#### EXERCISE DATA

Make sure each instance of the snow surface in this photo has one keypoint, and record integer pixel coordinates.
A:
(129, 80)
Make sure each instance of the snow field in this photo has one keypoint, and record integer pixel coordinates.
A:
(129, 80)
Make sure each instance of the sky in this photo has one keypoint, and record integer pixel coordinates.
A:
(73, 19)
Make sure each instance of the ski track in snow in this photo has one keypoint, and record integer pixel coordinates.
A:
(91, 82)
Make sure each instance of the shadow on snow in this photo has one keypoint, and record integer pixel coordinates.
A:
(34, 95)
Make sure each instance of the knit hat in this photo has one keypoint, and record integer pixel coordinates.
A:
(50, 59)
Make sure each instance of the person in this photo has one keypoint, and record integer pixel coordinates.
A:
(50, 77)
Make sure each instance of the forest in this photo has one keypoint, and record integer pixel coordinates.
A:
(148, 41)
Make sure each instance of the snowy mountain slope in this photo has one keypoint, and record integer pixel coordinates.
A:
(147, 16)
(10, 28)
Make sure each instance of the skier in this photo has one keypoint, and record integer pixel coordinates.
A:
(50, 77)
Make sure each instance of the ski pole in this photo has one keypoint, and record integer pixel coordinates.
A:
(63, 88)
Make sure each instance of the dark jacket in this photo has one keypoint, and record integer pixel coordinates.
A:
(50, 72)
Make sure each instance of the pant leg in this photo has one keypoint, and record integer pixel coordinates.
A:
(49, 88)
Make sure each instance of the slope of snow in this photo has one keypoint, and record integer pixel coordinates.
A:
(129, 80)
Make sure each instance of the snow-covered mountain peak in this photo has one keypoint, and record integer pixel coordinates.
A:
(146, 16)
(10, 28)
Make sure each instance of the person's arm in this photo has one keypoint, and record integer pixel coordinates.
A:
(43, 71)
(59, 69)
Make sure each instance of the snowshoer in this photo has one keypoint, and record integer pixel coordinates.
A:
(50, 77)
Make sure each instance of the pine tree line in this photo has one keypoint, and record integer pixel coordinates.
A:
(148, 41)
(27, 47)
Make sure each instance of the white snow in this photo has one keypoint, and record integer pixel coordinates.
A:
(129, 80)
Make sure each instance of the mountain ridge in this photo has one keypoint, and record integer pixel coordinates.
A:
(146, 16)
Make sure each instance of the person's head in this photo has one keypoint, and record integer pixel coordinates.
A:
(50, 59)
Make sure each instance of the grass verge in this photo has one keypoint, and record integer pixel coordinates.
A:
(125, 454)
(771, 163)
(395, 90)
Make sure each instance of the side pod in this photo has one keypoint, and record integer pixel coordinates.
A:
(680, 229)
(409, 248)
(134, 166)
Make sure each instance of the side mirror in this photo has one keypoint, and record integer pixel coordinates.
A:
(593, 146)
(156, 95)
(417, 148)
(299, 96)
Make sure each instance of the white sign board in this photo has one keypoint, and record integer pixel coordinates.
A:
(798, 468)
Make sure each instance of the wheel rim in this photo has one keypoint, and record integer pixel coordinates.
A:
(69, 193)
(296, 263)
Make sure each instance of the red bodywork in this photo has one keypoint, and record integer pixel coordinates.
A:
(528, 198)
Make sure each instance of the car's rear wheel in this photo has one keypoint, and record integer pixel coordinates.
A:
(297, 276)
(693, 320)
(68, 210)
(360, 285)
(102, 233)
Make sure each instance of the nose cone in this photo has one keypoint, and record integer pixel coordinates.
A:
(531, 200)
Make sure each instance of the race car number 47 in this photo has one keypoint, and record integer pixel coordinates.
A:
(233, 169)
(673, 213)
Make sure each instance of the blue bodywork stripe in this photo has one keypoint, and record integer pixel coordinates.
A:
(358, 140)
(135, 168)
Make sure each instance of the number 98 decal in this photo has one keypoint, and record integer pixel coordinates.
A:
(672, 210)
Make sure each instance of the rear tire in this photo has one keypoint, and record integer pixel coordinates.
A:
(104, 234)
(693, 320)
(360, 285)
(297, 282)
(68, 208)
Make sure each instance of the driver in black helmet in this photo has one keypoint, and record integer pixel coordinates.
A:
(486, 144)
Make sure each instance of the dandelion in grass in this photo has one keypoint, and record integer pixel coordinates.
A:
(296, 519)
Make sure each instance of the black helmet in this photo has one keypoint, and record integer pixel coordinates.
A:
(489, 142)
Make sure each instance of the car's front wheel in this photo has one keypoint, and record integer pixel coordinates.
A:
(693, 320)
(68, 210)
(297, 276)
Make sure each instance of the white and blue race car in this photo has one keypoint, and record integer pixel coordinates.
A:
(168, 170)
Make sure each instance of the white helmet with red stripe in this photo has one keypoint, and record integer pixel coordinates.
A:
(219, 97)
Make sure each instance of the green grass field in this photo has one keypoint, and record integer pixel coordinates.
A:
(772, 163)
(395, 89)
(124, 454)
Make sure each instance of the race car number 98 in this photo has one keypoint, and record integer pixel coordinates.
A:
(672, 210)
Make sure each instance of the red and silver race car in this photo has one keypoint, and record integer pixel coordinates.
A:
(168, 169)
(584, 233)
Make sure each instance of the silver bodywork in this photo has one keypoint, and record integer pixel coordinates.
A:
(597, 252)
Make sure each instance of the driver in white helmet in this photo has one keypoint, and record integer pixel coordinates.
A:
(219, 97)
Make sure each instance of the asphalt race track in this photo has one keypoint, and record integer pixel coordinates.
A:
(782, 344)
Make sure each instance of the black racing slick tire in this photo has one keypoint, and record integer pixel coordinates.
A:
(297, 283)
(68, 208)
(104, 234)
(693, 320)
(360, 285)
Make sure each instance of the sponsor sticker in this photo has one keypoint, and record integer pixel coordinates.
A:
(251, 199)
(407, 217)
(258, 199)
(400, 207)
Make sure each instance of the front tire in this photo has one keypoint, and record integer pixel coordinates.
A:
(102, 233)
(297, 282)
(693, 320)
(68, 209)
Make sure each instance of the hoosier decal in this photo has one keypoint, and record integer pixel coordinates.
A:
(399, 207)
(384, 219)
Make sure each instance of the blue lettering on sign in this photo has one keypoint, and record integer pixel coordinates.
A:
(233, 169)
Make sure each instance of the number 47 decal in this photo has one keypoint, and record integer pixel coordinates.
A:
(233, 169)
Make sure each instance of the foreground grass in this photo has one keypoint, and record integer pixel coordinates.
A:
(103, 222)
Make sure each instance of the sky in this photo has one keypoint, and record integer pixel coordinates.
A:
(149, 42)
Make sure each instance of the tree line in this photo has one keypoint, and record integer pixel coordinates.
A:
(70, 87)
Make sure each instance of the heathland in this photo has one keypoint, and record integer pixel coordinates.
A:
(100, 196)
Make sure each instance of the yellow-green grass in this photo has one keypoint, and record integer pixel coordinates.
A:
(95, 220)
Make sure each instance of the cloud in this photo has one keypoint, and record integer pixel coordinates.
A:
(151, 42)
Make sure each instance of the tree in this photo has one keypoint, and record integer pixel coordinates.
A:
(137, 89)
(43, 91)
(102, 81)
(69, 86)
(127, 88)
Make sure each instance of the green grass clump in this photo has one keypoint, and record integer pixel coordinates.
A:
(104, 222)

#### EXERCISE AIM
For the data above, state how many of its lines contain the word "silver", giving no other text.

#### ANSWER SECTION
2